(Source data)
******
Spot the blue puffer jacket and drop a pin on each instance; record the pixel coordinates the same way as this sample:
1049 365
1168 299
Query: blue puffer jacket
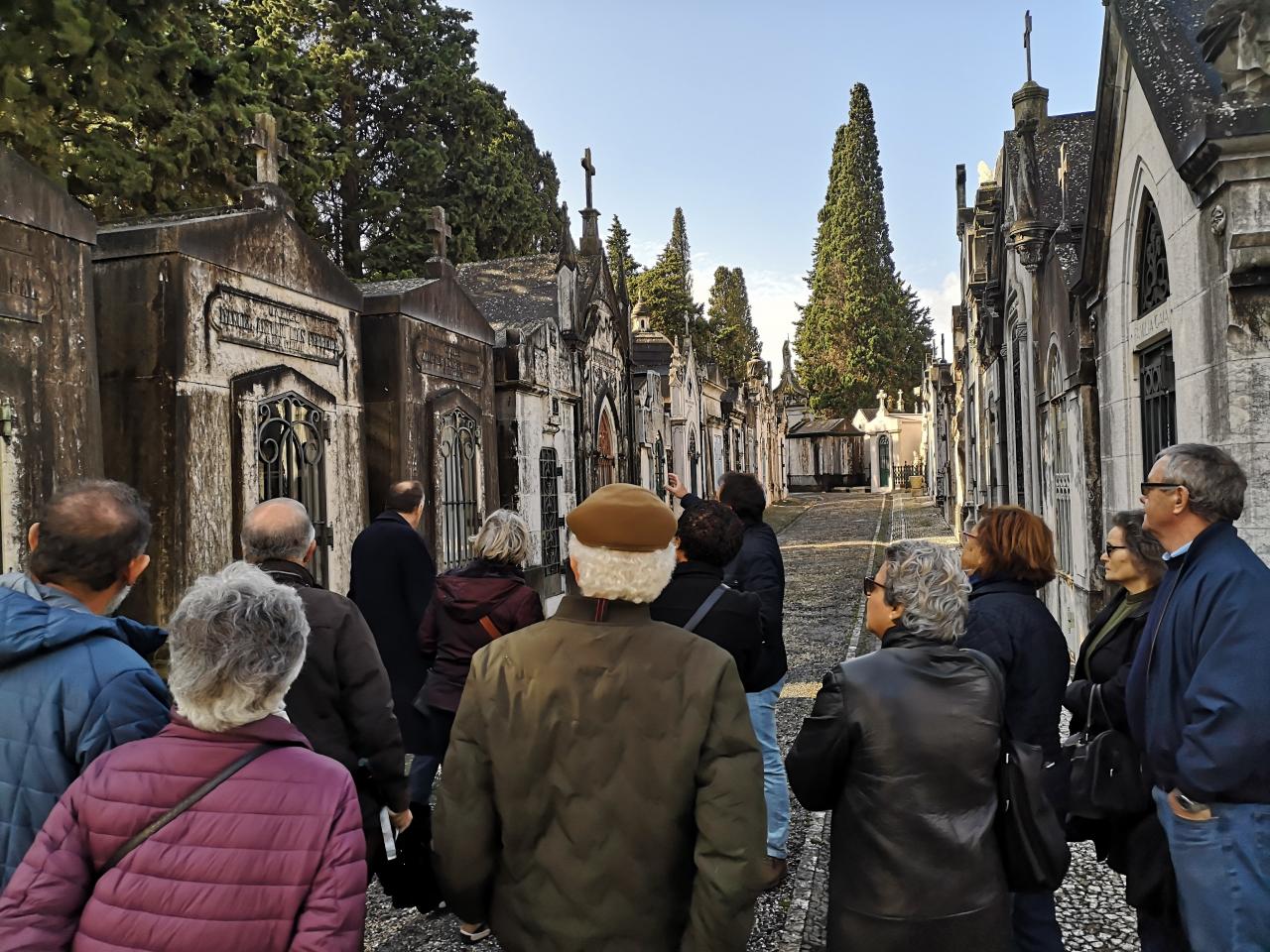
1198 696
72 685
******
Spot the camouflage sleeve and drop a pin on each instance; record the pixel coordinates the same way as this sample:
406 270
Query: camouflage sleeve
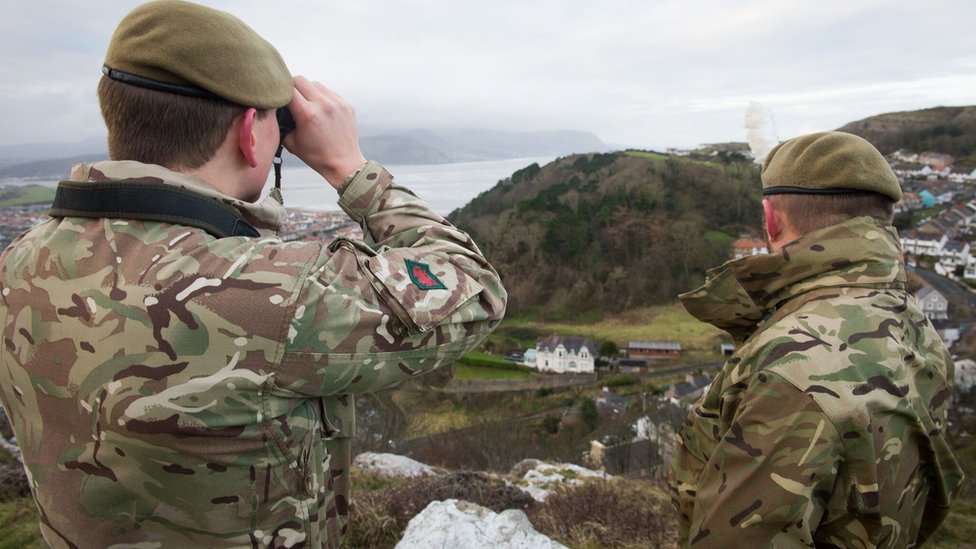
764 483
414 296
******
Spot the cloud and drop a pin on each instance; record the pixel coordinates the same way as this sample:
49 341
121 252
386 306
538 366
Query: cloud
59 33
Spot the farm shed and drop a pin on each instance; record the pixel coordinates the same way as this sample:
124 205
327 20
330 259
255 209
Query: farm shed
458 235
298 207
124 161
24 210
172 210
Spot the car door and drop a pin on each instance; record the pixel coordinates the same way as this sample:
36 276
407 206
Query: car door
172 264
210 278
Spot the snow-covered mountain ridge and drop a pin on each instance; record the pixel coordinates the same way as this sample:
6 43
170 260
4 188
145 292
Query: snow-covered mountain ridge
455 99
******
**Brief**
Which lines in the records contain the string "camouflage"? Report each of them in full.

**Worked answer**
Spot the camouflage sleeve and drop a pin on each instance; record the pixel coordinates the same way as this sample:
Query: camouflage sleeve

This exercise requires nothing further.